(Records)

——

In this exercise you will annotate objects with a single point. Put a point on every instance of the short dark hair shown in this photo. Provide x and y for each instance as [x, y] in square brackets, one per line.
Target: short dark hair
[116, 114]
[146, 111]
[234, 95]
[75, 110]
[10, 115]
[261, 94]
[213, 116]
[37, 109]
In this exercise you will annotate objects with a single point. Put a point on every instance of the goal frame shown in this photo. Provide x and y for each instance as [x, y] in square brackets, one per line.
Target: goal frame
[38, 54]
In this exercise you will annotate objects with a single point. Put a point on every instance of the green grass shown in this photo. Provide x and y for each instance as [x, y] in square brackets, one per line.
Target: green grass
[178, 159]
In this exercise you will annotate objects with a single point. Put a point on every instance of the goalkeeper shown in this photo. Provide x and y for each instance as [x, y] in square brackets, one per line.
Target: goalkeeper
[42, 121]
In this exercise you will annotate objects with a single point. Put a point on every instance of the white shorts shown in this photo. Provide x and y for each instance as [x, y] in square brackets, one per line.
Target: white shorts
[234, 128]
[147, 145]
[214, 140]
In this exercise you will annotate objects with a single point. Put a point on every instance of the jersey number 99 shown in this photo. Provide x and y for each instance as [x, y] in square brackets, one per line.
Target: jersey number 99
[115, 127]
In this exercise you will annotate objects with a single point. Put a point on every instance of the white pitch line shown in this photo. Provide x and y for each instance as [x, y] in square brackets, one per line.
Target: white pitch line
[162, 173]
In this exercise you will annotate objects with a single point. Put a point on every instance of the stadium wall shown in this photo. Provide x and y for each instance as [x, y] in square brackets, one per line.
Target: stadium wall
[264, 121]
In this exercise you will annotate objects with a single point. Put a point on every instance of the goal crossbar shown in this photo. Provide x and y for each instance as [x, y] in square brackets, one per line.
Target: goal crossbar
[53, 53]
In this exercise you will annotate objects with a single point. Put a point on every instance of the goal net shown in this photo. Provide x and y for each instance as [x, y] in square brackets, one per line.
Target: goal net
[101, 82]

——

- [Work instructions]: Turn everything from the line containing "the white pitch" down to the end of the rows above into a Markdown table with two columns, No. and Line. Number each line and leave out any blank lines.

- [Full answer]:
| No. | Line |
|---|---|
| 1 | In this exercise you will annotate objects with a single point. Put a point on every instance of the white pitch line shown in this photo. Provide x and y for each instance as [x, y] in square brackets, one per line. |
| 2 | Target: white pitch line |
| 3 | [162, 173] |
| 4 | In this exercise you will annotate objects with a single point. Put a point on every instance of the stadium wall shown in this photo. Provide x and y for each instance as [x, y] in square brackets, one per line. |
| 5 | Target: stadium wall |
| 6 | [264, 121] |
| 7 | In this exercise you will annotate objects with a single point. Put a point on every instance of the goal crossbar shown in this photo. Provide x and y for each instance as [x, y] in square brackets, one per line. |
| 8 | Target: goal crossbar |
| 9 | [53, 53] |
| 10 | In this exercise you will annotate objects with a single point. Put a point on every instance of the goal net shown in this photo. Provide x and y for each instance as [x, y] in square brackets, one per line. |
| 11 | Target: goal net |
| 12 | [101, 82] |